*TRY IT*
The required output is the exact text of the lines from the line containing "Target: woman's eyebrow" through the final line below, inclusive, without pictures.

=-=-=

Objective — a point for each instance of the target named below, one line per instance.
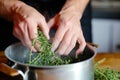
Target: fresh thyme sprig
(45, 56)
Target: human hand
(68, 32)
(26, 20)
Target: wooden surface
(112, 60)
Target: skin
(67, 21)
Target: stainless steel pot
(80, 70)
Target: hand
(26, 20)
(68, 32)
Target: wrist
(76, 7)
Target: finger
(71, 46)
(44, 27)
(82, 45)
(32, 30)
(64, 43)
(51, 23)
(58, 37)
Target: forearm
(76, 6)
(7, 7)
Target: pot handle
(8, 70)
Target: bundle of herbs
(45, 56)
(105, 73)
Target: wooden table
(112, 60)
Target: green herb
(45, 56)
(105, 73)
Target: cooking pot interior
(20, 54)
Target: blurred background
(106, 25)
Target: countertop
(109, 9)
(112, 60)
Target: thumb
(44, 28)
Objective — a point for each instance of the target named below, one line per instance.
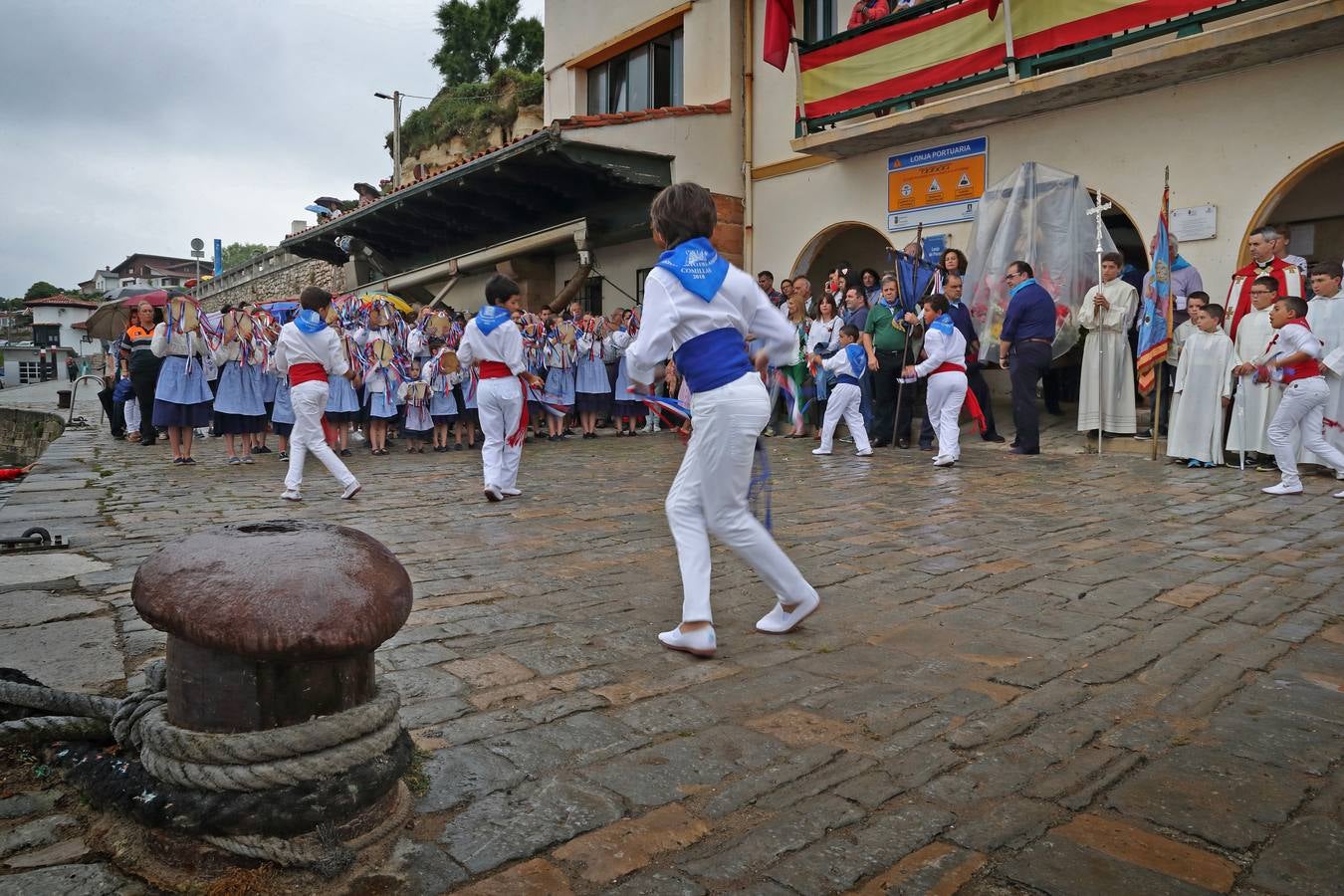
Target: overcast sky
(133, 125)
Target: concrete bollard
(271, 623)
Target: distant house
(58, 322)
(101, 283)
(142, 269)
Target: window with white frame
(645, 77)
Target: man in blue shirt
(1024, 349)
(975, 379)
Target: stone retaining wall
(272, 276)
(26, 434)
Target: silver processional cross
(1095, 211)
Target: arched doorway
(1129, 239)
(849, 241)
(1309, 204)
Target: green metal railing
(1021, 66)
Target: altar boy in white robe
(1106, 392)
(1255, 403)
(1205, 385)
(1325, 315)
(701, 308)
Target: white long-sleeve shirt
(296, 346)
(164, 342)
(839, 364)
(503, 344)
(674, 316)
(943, 348)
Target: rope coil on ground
(319, 850)
(265, 794)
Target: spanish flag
(779, 33)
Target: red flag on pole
(779, 31)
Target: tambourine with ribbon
(183, 315)
(380, 352)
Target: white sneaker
(780, 622)
(699, 642)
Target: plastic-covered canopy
(1037, 214)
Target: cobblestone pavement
(1062, 675)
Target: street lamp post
(396, 134)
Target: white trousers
(710, 495)
(844, 403)
(1302, 410)
(310, 402)
(947, 392)
(131, 411)
(499, 402)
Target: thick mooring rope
(215, 784)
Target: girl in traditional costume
(624, 411)
(181, 396)
(591, 389)
(239, 407)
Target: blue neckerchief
(857, 358)
(696, 265)
(310, 322)
(490, 319)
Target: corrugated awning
(535, 181)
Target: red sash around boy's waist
(500, 371)
(1301, 371)
(308, 372)
(495, 371)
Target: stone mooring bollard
(271, 623)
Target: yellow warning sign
(910, 188)
(936, 184)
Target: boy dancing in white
(702, 308)
(848, 364)
(494, 342)
(945, 365)
(1302, 408)
(308, 352)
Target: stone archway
(855, 242)
(1309, 203)
(1129, 239)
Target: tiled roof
(721, 108)
(60, 301)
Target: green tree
(42, 289)
(238, 254)
(483, 37)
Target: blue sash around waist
(713, 358)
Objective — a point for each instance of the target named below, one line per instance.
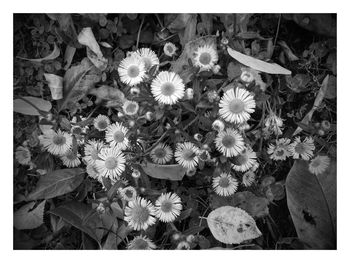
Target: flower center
(59, 140)
(224, 182)
(141, 244)
(131, 108)
(141, 214)
(188, 155)
(119, 136)
(236, 106)
(111, 163)
(228, 141)
(299, 148)
(166, 206)
(133, 71)
(205, 58)
(102, 124)
(168, 89)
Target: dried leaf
(26, 219)
(232, 225)
(54, 54)
(257, 64)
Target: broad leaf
(258, 64)
(54, 54)
(312, 204)
(232, 225)
(75, 213)
(57, 183)
(30, 106)
(173, 172)
(26, 219)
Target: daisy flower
(244, 161)
(101, 122)
(140, 214)
(131, 70)
(229, 142)
(248, 178)
(141, 243)
(128, 193)
(168, 87)
(148, 57)
(112, 163)
(91, 151)
(130, 107)
(70, 159)
(23, 155)
(319, 164)
(116, 136)
(186, 155)
(280, 151)
(225, 184)
(236, 105)
(168, 207)
(57, 143)
(302, 149)
(169, 49)
(161, 154)
(205, 57)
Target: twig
(138, 33)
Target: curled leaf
(232, 225)
(257, 64)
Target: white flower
(244, 161)
(302, 149)
(280, 151)
(236, 105)
(130, 107)
(111, 163)
(319, 164)
(168, 207)
(140, 214)
(186, 155)
(229, 142)
(71, 159)
(225, 184)
(161, 154)
(148, 57)
(169, 49)
(205, 57)
(167, 87)
(131, 70)
(116, 136)
(141, 243)
(101, 122)
(56, 143)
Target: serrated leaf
(54, 54)
(26, 219)
(30, 106)
(57, 183)
(75, 213)
(232, 225)
(311, 201)
(257, 64)
(173, 172)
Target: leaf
(173, 172)
(57, 183)
(257, 64)
(26, 219)
(31, 106)
(75, 213)
(311, 202)
(232, 225)
(54, 54)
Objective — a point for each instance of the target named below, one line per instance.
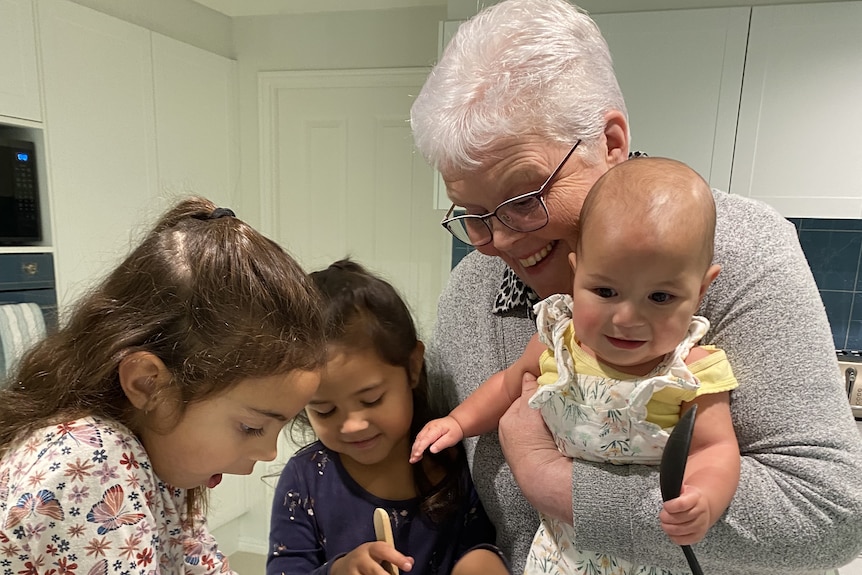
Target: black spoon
(672, 470)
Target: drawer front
(26, 271)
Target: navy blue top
(320, 513)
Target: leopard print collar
(514, 294)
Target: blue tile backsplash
(834, 252)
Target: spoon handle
(692, 560)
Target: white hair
(520, 67)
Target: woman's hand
(367, 558)
(541, 471)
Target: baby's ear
(142, 374)
(573, 261)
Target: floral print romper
(602, 418)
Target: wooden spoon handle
(383, 531)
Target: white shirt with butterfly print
(81, 498)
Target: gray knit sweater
(798, 508)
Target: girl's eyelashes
(604, 292)
(251, 430)
(661, 297)
(372, 402)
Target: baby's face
(633, 297)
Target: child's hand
(366, 559)
(436, 436)
(686, 518)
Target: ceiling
(235, 8)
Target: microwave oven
(20, 216)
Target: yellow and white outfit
(599, 414)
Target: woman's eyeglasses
(524, 213)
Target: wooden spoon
(672, 470)
(383, 531)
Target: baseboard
(250, 545)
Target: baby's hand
(686, 518)
(437, 435)
(367, 558)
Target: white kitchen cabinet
(100, 126)
(680, 72)
(19, 73)
(799, 119)
(196, 132)
(134, 121)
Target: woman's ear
(616, 138)
(417, 360)
(142, 375)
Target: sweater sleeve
(799, 502)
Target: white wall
(181, 20)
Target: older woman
(501, 116)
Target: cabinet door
(100, 125)
(799, 120)
(19, 75)
(196, 115)
(681, 73)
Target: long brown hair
(364, 312)
(211, 297)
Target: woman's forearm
(541, 471)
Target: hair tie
(221, 212)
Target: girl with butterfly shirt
(183, 364)
(371, 402)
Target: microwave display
(20, 219)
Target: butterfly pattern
(58, 516)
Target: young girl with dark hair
(183, 364)
(370, 405)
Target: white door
(341, 177)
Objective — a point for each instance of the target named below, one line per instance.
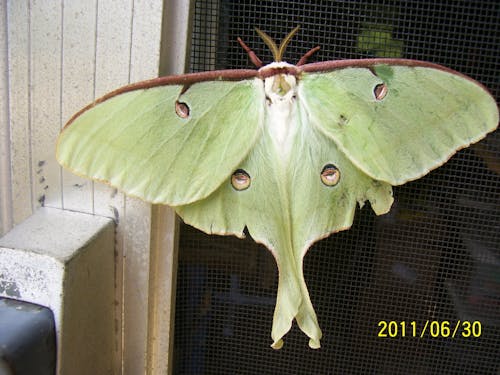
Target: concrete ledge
(65, 261)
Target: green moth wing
(287, 152)
(423, 117)
(142, 142)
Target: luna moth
(286, 151)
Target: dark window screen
(434, 257)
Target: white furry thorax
(281, 120)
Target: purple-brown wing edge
(264, 72)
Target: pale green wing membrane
(420, 119)
(168, 144)
(287, 207)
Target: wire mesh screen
(434, 258)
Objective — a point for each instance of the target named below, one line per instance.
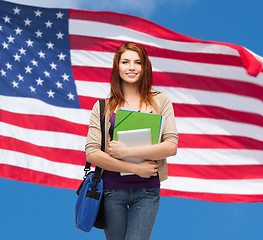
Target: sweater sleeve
(94, 134)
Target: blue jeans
(130, 213)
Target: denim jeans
(130, 213)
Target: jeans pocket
(152, 191)
(108, 193)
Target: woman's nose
(131, 66)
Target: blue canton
(35, 55)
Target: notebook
(135, 138)
(131, 120)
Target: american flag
(56, 63)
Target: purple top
(113, 180)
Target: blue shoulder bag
(89, 209)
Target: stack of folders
(137, 129)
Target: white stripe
(186, 96)
(92, 89)
(110, 31)
(210, 98)
(218, 127)
(105, 59)
(193, 156)
(37, 107)
(40, 164)
(251, 186)
(44, 138)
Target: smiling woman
(131, 202)
(130, 67)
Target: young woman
(131, 202)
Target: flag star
(15, 84)
(65, 77)
(27, 22)
(5, 45)
(18, 31)
(3, 73)
(22, 51)
(47, 74)
(59, 85)
(50, 93)
(28, 69)
(60, 15)
(7, 19)
(17, 57)
(16, 10)
(29, 43)
(60, 35)
(32, 89)
(39, 81)
(20, 77)
(34, 62)
(41, 54)
(53, 66)
(38, 33)
(70, 96)
(8, 65)
(10, 39)
(48, 24)
(38, 13)
(61, 57)
(50, 45)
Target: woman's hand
(118, 149)
(146, 169)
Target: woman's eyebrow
(126, 59)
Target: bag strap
(97, 174)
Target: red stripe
(213, 196)
(203, 111)
(87, 102)
(216, 171)
(189, 81)
(128, 21)
(197, 111)
(110, 45)
(177, 80)
(27, 175)
(91, 74)
(51, 154)
(46, 123)
(249, 61)
(218, 142)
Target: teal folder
(131, 120)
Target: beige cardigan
(165, 108)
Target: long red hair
(116, 99)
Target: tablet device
(135, 138)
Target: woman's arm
(144, 169)
(154, 152)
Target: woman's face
(130, 67)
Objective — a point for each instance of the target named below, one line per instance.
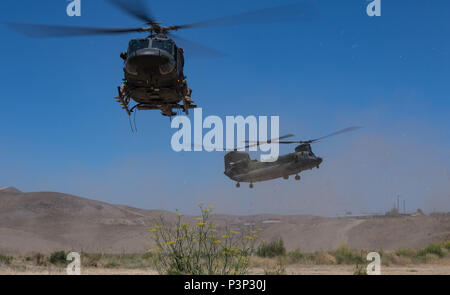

=-=-=

*EXERCISE OUTPUT*
Target: woman's eyebrow
(126, 59)
Target: bag strap
(97, 174)
Target: red stripe
(213, 196)
(203, 111)
(87, 102)
(216, 171)
(189, 81)
(128, 21)
(197, 111)
(110, 45)
(177, 80)
(27, 175)
(91, 74)
(51, 154)
(46, 123)
(249, 61)
(218, 142)
Target: teal folder
(131, 120)
Target: beige cardigan
(165, 108)
Target: long red hair
(116, 99)
Target: tablet device
(135, 138)
Target: woman's arm
(144, 169)
(154, 152)
Target: woman's face
(130, 67)
Objective — a point for each instance of the target named below, one line per instance.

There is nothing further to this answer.